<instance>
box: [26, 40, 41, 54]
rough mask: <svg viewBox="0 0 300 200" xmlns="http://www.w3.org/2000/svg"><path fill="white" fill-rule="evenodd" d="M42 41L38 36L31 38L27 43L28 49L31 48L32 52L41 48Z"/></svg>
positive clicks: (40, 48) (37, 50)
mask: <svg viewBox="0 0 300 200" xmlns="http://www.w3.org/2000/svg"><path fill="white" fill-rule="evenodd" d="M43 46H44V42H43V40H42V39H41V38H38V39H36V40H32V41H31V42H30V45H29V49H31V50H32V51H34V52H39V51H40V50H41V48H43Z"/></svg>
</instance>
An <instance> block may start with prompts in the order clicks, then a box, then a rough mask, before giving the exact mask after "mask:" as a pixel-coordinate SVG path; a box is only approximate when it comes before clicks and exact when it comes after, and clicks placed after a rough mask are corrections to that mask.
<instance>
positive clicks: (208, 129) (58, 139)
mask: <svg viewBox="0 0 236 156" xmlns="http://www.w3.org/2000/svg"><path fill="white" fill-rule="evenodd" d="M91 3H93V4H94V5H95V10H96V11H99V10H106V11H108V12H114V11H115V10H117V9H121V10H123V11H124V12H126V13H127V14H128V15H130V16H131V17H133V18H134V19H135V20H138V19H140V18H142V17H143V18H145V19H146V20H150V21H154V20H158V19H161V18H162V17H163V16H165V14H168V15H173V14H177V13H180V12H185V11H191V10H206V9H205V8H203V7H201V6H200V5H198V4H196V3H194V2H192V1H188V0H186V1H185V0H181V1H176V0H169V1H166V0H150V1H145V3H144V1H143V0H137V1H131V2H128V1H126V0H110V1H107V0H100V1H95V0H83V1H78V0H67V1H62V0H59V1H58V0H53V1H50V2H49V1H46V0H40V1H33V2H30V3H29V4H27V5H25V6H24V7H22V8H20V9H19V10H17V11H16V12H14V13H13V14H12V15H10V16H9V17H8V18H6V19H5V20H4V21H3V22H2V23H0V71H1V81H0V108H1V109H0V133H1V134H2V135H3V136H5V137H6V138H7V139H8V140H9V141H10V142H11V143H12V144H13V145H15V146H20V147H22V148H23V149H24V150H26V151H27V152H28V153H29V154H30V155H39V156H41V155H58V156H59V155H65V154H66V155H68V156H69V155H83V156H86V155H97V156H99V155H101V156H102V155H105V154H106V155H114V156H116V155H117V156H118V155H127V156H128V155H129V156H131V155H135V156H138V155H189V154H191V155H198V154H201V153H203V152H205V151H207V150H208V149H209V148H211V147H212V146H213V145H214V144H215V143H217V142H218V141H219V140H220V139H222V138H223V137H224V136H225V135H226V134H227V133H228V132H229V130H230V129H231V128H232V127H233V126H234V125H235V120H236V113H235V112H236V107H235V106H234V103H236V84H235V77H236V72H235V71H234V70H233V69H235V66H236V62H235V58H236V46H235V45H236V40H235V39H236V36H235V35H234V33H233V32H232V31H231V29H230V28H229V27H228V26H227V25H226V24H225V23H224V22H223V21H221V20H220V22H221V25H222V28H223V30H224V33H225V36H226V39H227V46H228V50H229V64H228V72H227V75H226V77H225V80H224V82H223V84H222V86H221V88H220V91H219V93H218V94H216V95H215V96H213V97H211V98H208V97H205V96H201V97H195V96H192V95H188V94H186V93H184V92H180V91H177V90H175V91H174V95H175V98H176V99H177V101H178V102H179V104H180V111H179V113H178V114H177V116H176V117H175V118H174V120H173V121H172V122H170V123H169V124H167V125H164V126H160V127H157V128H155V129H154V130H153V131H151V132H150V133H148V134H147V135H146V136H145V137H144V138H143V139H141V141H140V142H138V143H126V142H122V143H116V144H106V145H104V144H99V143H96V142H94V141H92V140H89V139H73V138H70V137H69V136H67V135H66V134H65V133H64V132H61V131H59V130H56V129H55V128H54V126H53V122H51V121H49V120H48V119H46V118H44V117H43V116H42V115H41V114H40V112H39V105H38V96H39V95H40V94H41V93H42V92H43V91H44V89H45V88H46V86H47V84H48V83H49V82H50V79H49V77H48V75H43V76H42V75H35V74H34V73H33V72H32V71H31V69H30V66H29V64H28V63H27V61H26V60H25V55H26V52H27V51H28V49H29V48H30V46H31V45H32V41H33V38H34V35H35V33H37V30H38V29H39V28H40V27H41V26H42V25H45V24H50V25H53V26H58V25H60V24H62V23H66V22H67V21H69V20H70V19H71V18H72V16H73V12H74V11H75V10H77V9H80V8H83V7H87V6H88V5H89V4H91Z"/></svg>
═══
How to complete this task — For this exercise, give every entry again exactly as it appears.

Exercise output —
<instance>
box: [26, 40, 41, 54]
rough mask: <svg viewBox="0 0 300 200" xmlns="http://www.w3.org/2000/svg"><path fill="white" fill-rule="evenodd" d="M42 41L38 36L31 38L27 43L28 49L31 48L32 52L41 48Z"/></svg>
positive clicks: (40, 48) (37, 50)
mask: <svg viewBox="0 0 300 200" xmlns="http://www.w3.org/2000/svg"><path fill="white" fill-rule="evenodd" d="M43 46H44V42H43V40H42V39H41V38H38V39H36V40H32V41H31V42H30V45H29V49H31V50H32V51H34V52H39V51H40V50H41V48H43Z"/></svg>
</instance>
An <instance> block may start with prompts in the order clicks, then a box, then a rough mask, before giving the exact mask after "mask:" as a pixel-coordinate SVG path; a box is only approximate when it comes before clicks and exact when it comes after, and clicks placed after a rough mask are corrections to that mask.
<instance>
positive clicks: (208, 129) (58, 139)
mask: <svg viewBox="0 0 236 156" xmlns="http://www.w3.org/2000/svg"><path fill="white" fill-rule="evenodd" d="M91 3H93V4H94V5H95V10H96V11H99V10H106V11H108V12H114V11H115V10H117V9H121V10H123V11H124V12H126V13H127V14H128V15H130V16H131V17H133V18H134V19H135V20H138V19H140V18H142V17H143V18H145V19H146V20H150V21H154V20H158V19H161V18H162V17H163V16H165V14H168V15H173V14H177V13H180V12H185V11H191V10H206V9H205V8H203V7H201V6H200V5H198V4H196V3H194V2H192V1H188V0H186V1H185V0H181V1H176V0H169V1H166V0H150V1H145V3H144V1H143V0H137V1H131V2H128V1H126V0H110V1H107V0H100V1H95V0H83V1H78V0H67V1H62V0H59V1H58V0H53V1H50V2H49V1H46V0H40V1H33V2H30V3H29V4H27V5H25V6H24V7H22V8H20V9H19V10H17V11H16V12H14V13H13V14H12V15H10V16H9V17H8V18H6V19H5V20H4V21H3V22H2V23H0V71H1V81H0V108H1V109H0V133H1V134H2V135H3V136H5V137H6V138H7V139H8V140H9V141H10V142H11V143H12V144H13V145H15V146H20V147H22V148H23V149H24V150H26V151H27V152H28V153H29V154H30V155H39V156H41V155H58V156H59V155H65V154H66V155H68V156H69V155H83V156H86V155H97V156H99V155H101V156H102V155H105V154H106V155H114V156H116V155H117V156H118V155H127V156H128V155H129V156H131V155H135V156H138V155H189V154H191V155H198V154H201V153H203V152H205V151H207V150H208V149H209V148H211V147H212V146H213V145H214V144H215V143H217V142H218V141H219V140H220V139H222V138H223V137H224V136H225V135H226V134H227V133H228V132H229V130H230V129H231V128H232V127H233V126H234V125H235V120H236V113H235V112H236V107H235V106H234V103H236V84H235V77H236V72H235V71H234V70H233V69H235V66H236V62H235V58H236V46H235V45H236V40H235V39H236V36H235V35H234V33H233V32H232V31H231V29H230V28H229V27H228V26H227V25H226V24H225V23H224V22H223V21H221V20H220V22H221V25H222V28H223V30H224V33H225V36H226V39H227V46H228V50H229V64H228V72H227V75H226V77H225V80H224V82H223V84H222V86H221V88H220V91H219V93H218V94H216V95H215V96H213V97H211V98H208V97H205V96H201V97H195V96H192V95H188V94H186V93H184V92H180V91H177V90H175V91H174V95H175V98H176V99H177V101H178V102H179V104H180V111H179V113H178V114H177V116H176V117H175V118H174V120H173V121H172V122H170V123H169V124H167V125H164V126H160V127H157V128H155V129H154V130H153V131H151V132H150V133H148V134H147V135H146V136H145V137H144V138H143V139H141V141H140V142H138V143H126V142H122V143H116V144H106V145H104V144H99V143H96V142H94V141H92V140H89V139H73V138H70V137H69V136H67V135H66V134H65V133H64V132H61V131H59V130H56V129H55V128H54V126H53V122H51V121H49V120H48V119H46V118H44V117H43V116H42V115H41V114H40V112H39V105H38V96H39V95H40V94H41V93H42V92H43V91H44V89H45V88H46V86H47V84H48V83H49V82H50V79H49V77H48V75H43V76H42V75H35V74H34V73H33V72H32V71H31V69H30V66H29V64H28V63H27V61H26V60H25V55H26V52H27V51H28V49H29V48H30V46H31V45H32V41H33V38H34V35H35V33H37V30H38V29H39V28H40V27H41V26H42V25H45V24H50V25H53V26H58V25H60V24H62V23H66V22H67V21H69V20H70V19H71V18H72V16H73V12H74V11H75V10H77V9H80V8H83V7H87V6H88V5H89V4H91Z"/></svg>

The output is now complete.